═════ Dataset rows

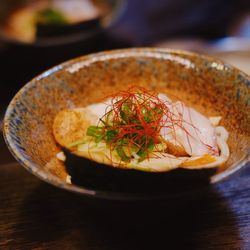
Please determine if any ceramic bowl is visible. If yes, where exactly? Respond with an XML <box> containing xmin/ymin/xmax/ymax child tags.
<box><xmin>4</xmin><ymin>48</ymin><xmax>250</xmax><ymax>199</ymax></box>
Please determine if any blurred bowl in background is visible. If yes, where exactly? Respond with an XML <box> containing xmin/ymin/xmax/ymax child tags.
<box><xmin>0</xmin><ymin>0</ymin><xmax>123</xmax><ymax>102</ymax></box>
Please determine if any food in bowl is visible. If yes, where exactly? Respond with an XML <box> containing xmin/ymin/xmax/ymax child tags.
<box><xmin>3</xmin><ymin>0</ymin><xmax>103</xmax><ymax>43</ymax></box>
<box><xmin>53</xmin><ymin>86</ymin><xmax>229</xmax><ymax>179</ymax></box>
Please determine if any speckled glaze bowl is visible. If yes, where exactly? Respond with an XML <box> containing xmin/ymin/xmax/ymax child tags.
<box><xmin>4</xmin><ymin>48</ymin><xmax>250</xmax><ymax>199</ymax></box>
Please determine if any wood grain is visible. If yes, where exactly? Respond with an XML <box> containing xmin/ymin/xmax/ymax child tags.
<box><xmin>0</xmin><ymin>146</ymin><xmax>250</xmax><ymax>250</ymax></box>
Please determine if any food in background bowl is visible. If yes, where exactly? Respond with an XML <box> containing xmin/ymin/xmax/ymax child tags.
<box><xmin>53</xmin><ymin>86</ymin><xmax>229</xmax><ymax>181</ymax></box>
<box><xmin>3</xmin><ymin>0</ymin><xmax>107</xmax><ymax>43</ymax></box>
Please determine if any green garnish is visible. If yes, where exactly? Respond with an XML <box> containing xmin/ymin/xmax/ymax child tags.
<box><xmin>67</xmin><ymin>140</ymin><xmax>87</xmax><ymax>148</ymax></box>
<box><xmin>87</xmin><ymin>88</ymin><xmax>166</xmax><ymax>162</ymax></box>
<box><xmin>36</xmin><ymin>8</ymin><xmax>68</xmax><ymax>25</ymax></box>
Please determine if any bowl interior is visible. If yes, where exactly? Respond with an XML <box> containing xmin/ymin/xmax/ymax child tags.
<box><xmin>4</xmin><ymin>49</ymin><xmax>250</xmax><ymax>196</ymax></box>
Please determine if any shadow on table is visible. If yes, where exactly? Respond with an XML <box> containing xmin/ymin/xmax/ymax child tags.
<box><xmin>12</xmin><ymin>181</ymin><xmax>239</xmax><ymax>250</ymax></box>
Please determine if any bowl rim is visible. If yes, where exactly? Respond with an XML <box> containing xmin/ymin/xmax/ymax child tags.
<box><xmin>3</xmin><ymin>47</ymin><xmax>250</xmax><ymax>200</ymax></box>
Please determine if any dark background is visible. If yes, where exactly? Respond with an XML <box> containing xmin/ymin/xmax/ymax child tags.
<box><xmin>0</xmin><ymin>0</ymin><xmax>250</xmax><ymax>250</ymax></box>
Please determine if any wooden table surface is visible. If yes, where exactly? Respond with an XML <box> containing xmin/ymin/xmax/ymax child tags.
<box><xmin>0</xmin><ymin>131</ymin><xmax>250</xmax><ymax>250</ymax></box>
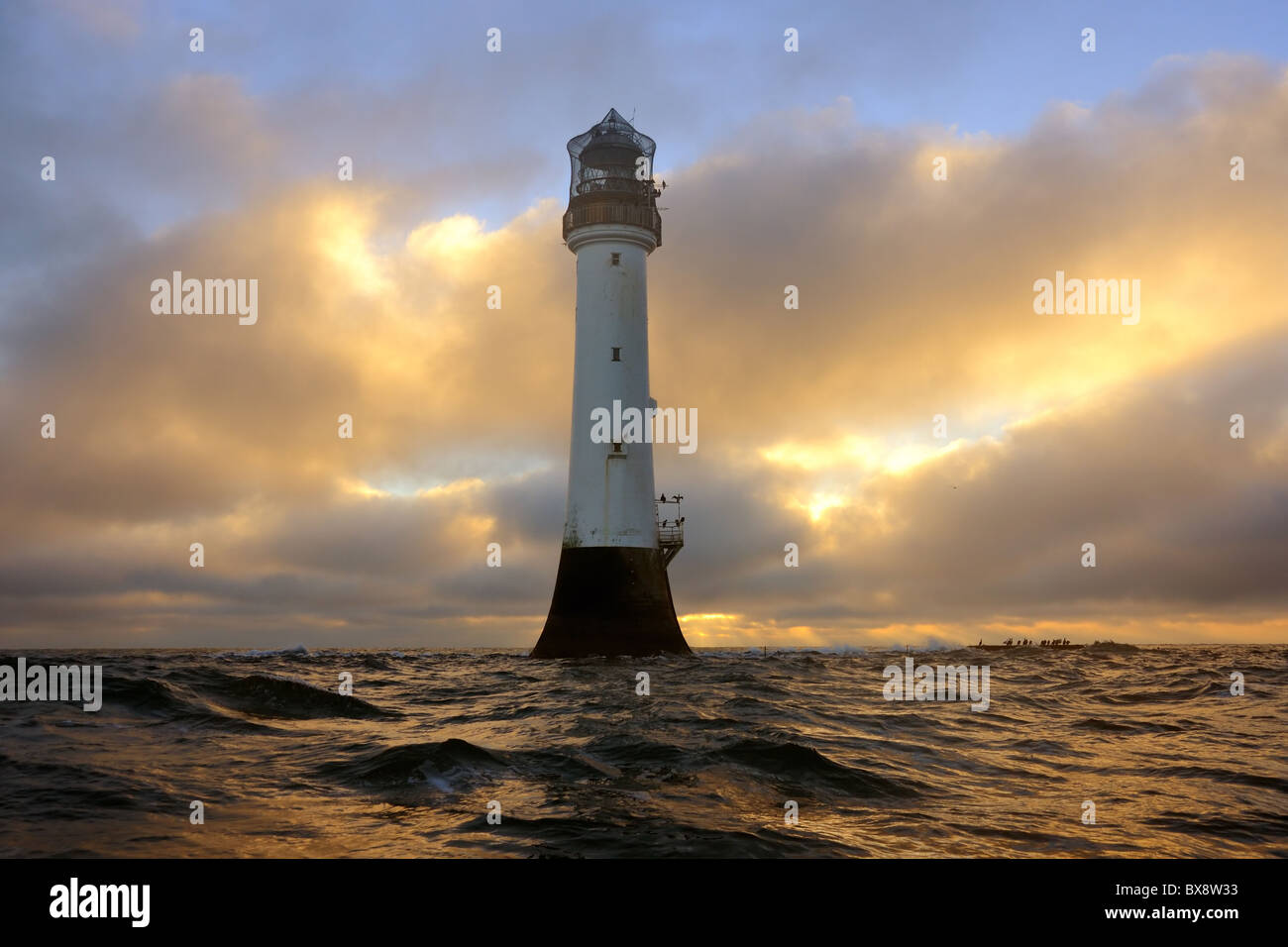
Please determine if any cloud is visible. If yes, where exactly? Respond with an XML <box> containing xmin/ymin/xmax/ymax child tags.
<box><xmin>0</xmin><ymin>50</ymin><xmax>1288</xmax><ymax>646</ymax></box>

══════════

• [Aim of the task] Copy the material above word for word, starting at the line that contains "Please determine if any shadow" and continuing through the last line, with both ends included. Leave the pictures out.

• [Expected output]
Please determine if any shadow on table is visible. If yes, where exactly? Respond with an XML <box> containing xmin/ymin/xmax/ymax child tags.
<box><xmin>12</xmin><ymin>181</ymin><xmax>239</xmax><ymax>250</ymax></box>
Please determine if any bowl rim is visible. If yes, where exactly? Respond with an XML <box> containing xmin/ymin/xmax/ymax child tags.
<box><xmin>3</xmin><ymin>47</ymin><xmax>250</xmax><ymax>200</ymax></box>
Please determine if any dark background is visible. If yes, where exactly? Respond with an XML <box> containing xmin/ymin/xmax/ymax child tags.
<box><xmin>0</xmin><ymin>0</ymin><xmax>250</xmax><ymax>250</ymax></box>
Please determine if any wooden table surface is visible. If yes, where exactly? Respond with an XML <box> containing xmin/ymin/xmax/ymax child tags.
<box><xmin>0</xmin><ymin>131</ymin><xmax>250</xmax><ymax>250</ymax></box>
Please determine if any cloud is visible. If yes, where exactly? Respond with an XML <box> containing xmin/ymin/xmax/ymax child tags.
<box><xmin>0</xmin><ymin>50</ymin><xmax>1288</xmax><ymax>646</ymax></box>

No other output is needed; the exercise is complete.